Brief. Reproduce the data below verbatim, from its first line through the line containing "[127,54,166,61]", both included. Omit any pictures from your reproduction.

Data provided.

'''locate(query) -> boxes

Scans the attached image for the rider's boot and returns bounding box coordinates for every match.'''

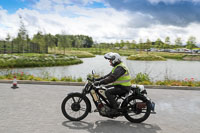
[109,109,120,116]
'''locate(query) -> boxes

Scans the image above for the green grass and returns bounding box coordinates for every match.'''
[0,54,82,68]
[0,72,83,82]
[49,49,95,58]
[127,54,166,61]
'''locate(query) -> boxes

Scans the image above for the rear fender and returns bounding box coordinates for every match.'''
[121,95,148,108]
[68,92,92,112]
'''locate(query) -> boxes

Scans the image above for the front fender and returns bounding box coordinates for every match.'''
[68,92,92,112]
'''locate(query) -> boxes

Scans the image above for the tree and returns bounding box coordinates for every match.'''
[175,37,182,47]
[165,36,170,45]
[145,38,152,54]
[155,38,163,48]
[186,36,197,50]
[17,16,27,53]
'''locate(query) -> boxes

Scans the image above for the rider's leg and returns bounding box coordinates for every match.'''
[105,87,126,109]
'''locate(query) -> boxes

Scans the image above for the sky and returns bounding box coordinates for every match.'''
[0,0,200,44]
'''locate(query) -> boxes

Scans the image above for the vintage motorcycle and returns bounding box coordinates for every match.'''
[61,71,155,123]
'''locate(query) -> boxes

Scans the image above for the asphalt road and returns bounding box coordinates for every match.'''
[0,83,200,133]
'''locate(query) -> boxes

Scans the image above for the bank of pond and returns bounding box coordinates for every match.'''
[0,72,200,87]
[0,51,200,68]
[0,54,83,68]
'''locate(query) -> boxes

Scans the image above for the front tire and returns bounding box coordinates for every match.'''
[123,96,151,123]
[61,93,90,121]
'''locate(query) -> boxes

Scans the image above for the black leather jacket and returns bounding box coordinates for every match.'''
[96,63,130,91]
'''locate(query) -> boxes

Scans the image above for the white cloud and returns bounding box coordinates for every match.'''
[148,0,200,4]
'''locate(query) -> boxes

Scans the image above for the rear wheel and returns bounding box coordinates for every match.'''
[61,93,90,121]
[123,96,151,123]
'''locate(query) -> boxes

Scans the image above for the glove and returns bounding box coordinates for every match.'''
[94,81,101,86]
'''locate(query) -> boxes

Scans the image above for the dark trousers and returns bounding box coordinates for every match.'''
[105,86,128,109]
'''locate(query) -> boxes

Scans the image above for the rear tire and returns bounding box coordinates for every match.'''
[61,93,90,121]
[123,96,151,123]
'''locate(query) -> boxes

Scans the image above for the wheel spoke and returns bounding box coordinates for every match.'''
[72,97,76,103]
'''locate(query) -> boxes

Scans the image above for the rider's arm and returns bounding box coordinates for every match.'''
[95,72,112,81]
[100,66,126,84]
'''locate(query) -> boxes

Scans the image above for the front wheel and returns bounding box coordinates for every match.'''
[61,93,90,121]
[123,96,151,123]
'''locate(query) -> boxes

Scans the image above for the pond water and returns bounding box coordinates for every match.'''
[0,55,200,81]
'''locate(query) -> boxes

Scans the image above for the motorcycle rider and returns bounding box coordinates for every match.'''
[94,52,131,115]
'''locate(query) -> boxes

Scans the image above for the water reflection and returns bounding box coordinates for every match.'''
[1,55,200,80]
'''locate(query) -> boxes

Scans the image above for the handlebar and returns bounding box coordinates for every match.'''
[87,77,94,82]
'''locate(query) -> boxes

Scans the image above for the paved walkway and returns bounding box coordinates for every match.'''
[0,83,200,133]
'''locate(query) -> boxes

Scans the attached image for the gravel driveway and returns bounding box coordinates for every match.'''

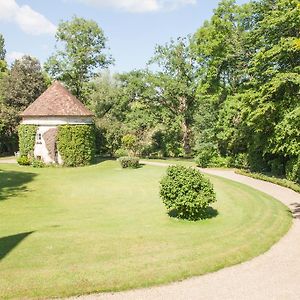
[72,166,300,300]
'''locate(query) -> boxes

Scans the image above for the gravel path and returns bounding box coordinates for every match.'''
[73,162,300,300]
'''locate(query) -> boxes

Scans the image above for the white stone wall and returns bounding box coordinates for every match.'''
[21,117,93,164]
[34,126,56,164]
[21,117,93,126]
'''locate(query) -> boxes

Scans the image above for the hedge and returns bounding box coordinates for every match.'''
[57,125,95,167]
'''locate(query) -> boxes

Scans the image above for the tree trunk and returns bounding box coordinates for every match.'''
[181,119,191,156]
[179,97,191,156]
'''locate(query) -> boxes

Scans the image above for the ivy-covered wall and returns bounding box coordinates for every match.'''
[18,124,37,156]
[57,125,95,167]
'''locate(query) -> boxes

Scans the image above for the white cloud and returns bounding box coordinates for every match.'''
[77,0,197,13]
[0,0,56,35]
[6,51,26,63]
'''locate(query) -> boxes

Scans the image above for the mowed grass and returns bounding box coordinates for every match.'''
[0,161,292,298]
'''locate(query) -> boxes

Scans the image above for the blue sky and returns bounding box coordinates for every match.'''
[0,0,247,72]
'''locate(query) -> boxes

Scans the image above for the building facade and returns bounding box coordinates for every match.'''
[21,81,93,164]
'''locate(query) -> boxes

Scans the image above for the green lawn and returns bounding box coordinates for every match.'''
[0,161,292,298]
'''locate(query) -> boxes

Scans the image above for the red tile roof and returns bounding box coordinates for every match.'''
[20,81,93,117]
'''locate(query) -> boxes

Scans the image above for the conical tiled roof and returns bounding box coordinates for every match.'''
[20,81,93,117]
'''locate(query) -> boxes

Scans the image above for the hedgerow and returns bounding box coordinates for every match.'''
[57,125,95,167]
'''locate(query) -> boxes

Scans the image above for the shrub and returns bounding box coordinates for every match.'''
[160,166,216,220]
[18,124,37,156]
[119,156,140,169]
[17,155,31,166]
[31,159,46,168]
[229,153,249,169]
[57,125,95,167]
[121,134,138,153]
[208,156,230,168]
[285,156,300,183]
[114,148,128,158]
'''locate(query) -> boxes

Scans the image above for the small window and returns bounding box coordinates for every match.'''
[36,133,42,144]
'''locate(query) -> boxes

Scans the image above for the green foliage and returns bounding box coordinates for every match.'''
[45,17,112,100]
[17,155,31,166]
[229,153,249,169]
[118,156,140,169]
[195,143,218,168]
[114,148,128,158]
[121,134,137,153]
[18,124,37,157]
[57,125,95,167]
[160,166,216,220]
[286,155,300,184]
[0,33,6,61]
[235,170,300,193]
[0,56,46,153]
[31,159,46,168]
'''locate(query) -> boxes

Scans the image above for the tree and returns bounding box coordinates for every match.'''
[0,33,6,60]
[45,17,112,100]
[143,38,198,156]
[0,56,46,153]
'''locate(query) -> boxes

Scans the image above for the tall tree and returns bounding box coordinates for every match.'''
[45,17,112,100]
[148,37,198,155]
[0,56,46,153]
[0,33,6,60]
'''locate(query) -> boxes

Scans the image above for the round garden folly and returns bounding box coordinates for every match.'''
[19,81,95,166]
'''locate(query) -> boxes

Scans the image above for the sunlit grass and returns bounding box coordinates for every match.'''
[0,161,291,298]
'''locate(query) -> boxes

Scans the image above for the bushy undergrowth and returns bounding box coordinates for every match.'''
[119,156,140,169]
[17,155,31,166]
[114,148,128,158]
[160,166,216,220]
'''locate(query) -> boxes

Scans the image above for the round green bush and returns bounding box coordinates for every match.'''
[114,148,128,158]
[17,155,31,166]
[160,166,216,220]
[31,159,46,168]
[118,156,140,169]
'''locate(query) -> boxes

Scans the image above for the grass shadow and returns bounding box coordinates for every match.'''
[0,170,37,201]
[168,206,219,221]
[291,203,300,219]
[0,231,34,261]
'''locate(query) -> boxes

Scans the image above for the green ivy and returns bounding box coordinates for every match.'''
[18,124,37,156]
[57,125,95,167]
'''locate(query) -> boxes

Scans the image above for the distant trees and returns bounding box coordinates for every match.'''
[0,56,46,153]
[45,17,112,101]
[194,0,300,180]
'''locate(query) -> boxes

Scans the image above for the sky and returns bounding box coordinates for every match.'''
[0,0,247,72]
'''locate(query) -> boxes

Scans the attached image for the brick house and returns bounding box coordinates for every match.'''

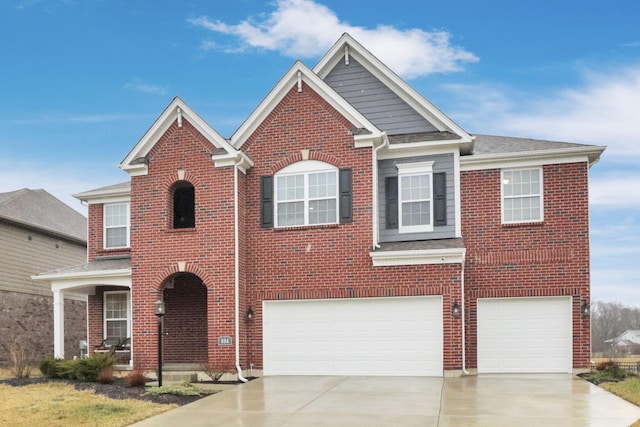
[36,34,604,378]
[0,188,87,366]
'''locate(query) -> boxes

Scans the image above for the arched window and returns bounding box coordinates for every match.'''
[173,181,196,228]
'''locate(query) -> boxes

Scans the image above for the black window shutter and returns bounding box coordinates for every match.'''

Completed task.
'''locate(query) -> boxes

Scans the attached image for the rider's boot and returns bounding box coordinates for every match.'''

[109,109,120,116]
'''locate(query) -> boxes

Scans the image above for the green grass and returns bounding box coordinates for every match.'''
[0,54,82,68]
[0,72,83,82]
[49,49,95,58]
[127,54,166,61]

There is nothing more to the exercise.